The data>
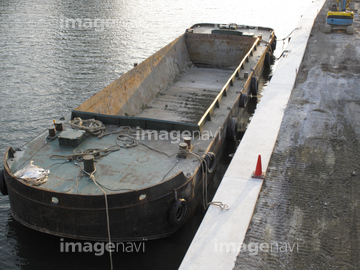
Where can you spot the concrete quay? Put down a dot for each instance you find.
(306, 128)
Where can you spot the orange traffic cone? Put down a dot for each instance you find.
(258, 173)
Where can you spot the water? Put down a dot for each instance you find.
(48, 67)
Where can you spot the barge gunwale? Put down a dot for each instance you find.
(161, 197)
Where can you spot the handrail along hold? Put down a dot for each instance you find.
(229, 82)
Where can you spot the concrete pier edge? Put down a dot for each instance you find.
(221, 233)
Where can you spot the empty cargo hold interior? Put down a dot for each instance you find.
(178, 82)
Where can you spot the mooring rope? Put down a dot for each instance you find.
(92, 177)
(91, 126)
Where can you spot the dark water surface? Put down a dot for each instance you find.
(49, 66)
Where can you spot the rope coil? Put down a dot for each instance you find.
(91, 126)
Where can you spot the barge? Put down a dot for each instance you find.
(133, 162)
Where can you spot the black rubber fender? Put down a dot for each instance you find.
(232, 130)
(254, 86)
(243, 100)
(210, 159)
(3, 187)
(178, 212)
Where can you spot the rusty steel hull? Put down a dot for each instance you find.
(198, 83)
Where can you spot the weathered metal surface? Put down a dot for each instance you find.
(142, 183)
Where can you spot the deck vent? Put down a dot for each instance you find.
(72, 137)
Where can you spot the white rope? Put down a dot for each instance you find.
(91, 126)
(92, 177)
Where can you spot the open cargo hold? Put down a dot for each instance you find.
(131, 179)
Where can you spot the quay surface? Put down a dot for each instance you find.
(303, 215)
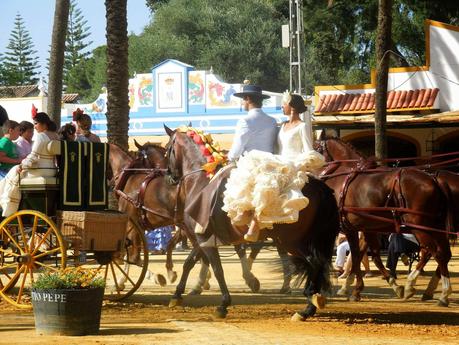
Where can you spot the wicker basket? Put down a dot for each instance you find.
(88, 230)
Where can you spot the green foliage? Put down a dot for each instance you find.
(20, 62)
(76, 42)
(69, 278)
(239, 39)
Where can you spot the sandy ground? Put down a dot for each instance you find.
(261, 318)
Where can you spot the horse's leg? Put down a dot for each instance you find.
(311, 291)
(286, 269)
(188, 265)
(442, 257)
(432, 286)
(214, 259)
(251, 281)
(356, 273)
(255, 249)
(171, 274)
(203, 278)
(375, 252)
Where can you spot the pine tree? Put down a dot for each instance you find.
(20, 61)
(75, 43)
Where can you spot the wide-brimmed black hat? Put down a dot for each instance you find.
(251, 90)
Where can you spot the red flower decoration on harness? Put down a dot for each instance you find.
(209, 149)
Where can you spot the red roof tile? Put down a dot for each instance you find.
(365, 102)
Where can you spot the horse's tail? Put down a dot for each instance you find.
(319, 245)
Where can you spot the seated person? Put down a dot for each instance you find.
(8, 151)
(67, 132)
(399, 244)
(24, 142)
(84, 124)
(39, 163)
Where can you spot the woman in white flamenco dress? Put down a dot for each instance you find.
(40, 162)
(265, 188)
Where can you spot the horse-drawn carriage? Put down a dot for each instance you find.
(63, 221)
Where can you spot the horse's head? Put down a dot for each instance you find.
(188, 150)
(151, 155)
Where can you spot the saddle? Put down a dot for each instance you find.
(206, 210)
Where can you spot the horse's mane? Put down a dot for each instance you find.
(349, 146)
(155, 146)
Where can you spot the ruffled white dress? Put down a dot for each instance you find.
(39, 161)
(269, 186)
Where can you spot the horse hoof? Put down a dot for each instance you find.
(175, 302)
(172, 275)
(443, 302)
(254, 285)
(354, 298)
(400, 291)
(160, 280)
(426, 297)
(221, 312)
(285, 290)
(409, 293)
(318, 300)
(195, 292)
(297, 318)
(342, 292)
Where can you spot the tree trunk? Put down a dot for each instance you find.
(56, 60)
(383, 44)
(117, 73)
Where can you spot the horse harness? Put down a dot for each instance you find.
(395, 195)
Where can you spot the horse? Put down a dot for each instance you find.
(386, 200)
(147, 170)
(310, 241)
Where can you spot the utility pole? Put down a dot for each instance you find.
(296, 45)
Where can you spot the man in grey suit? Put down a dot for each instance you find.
(257, 130)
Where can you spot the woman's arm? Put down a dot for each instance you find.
(306, 138)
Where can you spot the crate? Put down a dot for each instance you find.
(93, 231)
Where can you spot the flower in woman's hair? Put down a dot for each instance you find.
(76, 114)
(286, 97)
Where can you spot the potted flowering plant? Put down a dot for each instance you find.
(68, 302)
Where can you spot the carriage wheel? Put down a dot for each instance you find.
(125, 270)
(30, 245)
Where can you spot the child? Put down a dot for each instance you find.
(8, 151)
(24, 142)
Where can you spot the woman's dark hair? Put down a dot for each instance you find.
(66, 131)
(52, 127)
(24, 126)
(297, 103)
(42, 118)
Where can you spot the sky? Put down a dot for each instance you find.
(38, 19)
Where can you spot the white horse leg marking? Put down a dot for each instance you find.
(410, 283)
(346, 288)
(446, 291)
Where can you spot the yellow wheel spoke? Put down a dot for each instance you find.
(13, 279)
(34, 228)
(42, 240)
(114, 278)
(47, 266)
(8, 266)
(21, 288)
(8, 254)
(106, 272)
(6, 231)
(124, 273)
(21, 229)
(48, 252)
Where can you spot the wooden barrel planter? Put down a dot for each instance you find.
(67, 311)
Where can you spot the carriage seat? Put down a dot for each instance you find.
(33, 182)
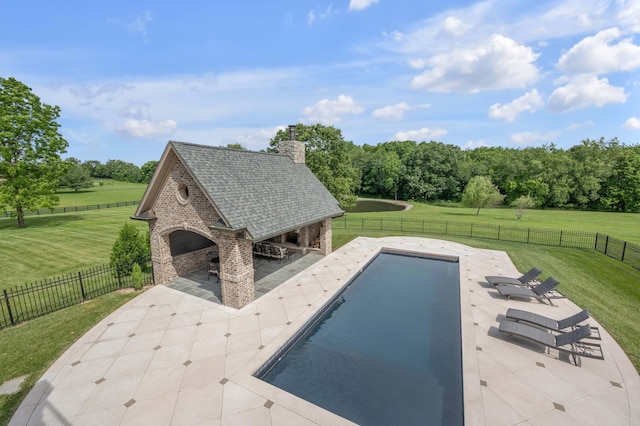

Task to complete>
Set down all entries above again, exactly, without images.

Output for this exercise>
Where can you spot the concrete quay? Put down a dot for each instance you find.
(306, 128)
Where can you spot the orange traffic cone? Put down a dot for each instance you find.
(258, 173)
Where can you spot the water? Put down a dot for each instance you find.
(48, 67)
Where can you spot the barge gunwale? Put down a dot for each instance you find.
(161, 197)
Where can you spot the handrail along hold? Put down a dot for each instance you find.
(229, 82)
Where can you spot the concrete pier edge? Put down a dot for each instance you find.
(221, 233)
Where can you spot the empty cargo hold interior? Put down a dot for each instance you find.
(178, 82)
Where can you spot the mooring rope? Put down a dot for each instance you find.
(92, 177)
(91, 126)
Where can you spot the dark water surface? Put down a dot for each instance you find.
(49, 66)
Where can you spot the rope coil? Put down a dot for each instance you find.
(91, 126)
Where can you spot the barge? Put down a dot for each instance you find.
(133, 162)
Where can you spot the black rubber fender? Put down a dot for each instance you find.
(232, 130)
(254, 86)
(243, 100)
(210, 159)
(3, 187)
(178, 212)
Where can you spot the rusty steel hull? Put down a dot for each instance you find.
(198, 83)
Where can you spot the weathered metal surface? Put down a dot for each instance you find.
(142, 183)
Where can you spot the deck vent? Put down a dot for each instance you find.
(72, 137)
Where can you spot the white rope? Put down a dot for each instance you find.
(91, 126)
(92, 177)
Where can you spot the open cargo hold? Put down a dot for each instance you find.
(131, 179)
Where can you spot the quay surface? Put down a dot for each instance you find.
(303, 215)
Where can you spot the wicker basket? Put down a dot for each instance you find.
(88, 230)
Where can you spot the green foliage? Put down a dot for each instance you find.
(20, 62)
(76, 42)
(69, 278)
(239, 39)
Where can you spot the sandy ground? Put down a dot for each instance you find.
(261, 318)
Where can you spot the horse's leg? Put down a dot for each instance you find.
(311, 291)
(286, 269)
(188, 265)
(442, 257)
(432, 286)
(214, 259)
(251, 281)
(356, 273)
(255, 249)
(171, 274)
(203, 278)
(375, 252)
Where can you spot the pine tree? Put down a dot for each instance you find.
(20, 61)
(75, 43)
Where can you spot the wide-brimmed black hat? Put down a dot for each instance you find.
(251, 90)
Where can you spot the red flower decoration on harness? Put down a dot for each instance you find.
(209, 149)
Where can you spot the red roof tile? Put down a dot for each instance you find.
(365, 102)
Where can you spot the horse's tail? Put down a dot for each instance you find.
(319, 245)
Where can you spot the seated person? Put down a dot for each instance you find.
(8, 151)
(67, 132)
(399, 244)
(24, 142)
(84, 124)
(39, 163)
Where can you spot the woman in white flamenco dress? Put down a dot for each instance you find.
(40, 162)
(265, 188)
Where can you spot the horse-drawn carriage? Put down a dot for each instance you find.
(63, 221)
Where can you spot the horse's head? Put down a dot for each instance you find.
(188, 150)
(151, 155)
Where can you spot the saddle? Put down a dot for each instance you find.
(206, 210)
Where can you spot the horse's mane? Put down a dot for each instance you find.
(349, 146)
(155, 146)
Where can you spot the ruffled white dress? Put down a dot for each instance you find.
(39, 161)
(269, 186)
Where can you spot the horse hoof? Put down a dot for each instance you find.
(175, 302)
(172, 275)
(443, 302)
(254, 285)
(354, 298)
(400, 291)
(160, 280)
(426, 297)
(221, 312)
(285, 290)
(409, 293)
(318, 300)
(195, 292)
(297, 318)
(342, 292)
Where can you spot the tree trunk? Put down a dot for each instance you find.
(56, 60)
(383, 44)
(117, 73)
Where can you spot the horse harness? Put down a dot for each instance you find.
(395, 195)
Where can you spot the horse? Put down a dot for each instance you find.
(386, 200)
(147, 170)
(310, 241)
Where can you spot the utility pole? Put down a dot for each instance you find.
(296, 45)
Where can you spot the man in grey suit? Put down a dot for each instance you find.
(257, 130)
Where can you spot the woman's arm? Put down a dot for each instance you find.
(306, 138)
Where can you spot the crate? Put down a dot for each instance you find.
(93, 231)
Where can you spot the flower in woman's hair? Put down a dot for each instance you find.
(76, 114)
(286, 97)
Where can you spot the potted flowering plant? Put down a dot for each instance you find.
(68, 302)
Where can you spot the carriage wheel? Put down a dot for each instance you find.
(125, 270)
(30, 245)
Where can you spot the child? Put down a dot for each instance you find.
(8, 151)
(24, 142)
Where can you spot the woman's dark hair? Put down a dot for each instance you find.
(66, 131)
(52, 127)
(24, 126)
(297, 103)
(42, 118)
Where can you spot the sky? Put down a dot for each instance you find.
(38, 19)
Where can you spot the white horse leg marking? Put down a dot for each instance you find.
(410, 283)
(346, 288)
(446, 291)
Where can you spot the yellow wheel spoke? Put down a dot for each instance you find.
(13, 279)
(34, 228)
(42, 240)
(114, 278)
(47, 266)
(8, 266)
(21, 288)
(8, 254)
(106, 272)
(6, 231)
(124, 273)
(21, 229)
(48, 252)
Where can you spot the wooden barrel planter? Put down a dot for each instance you find.
(67, 311)
Where can you spot the carriage seat? Put down a dot for each instance you find.
(33, 182)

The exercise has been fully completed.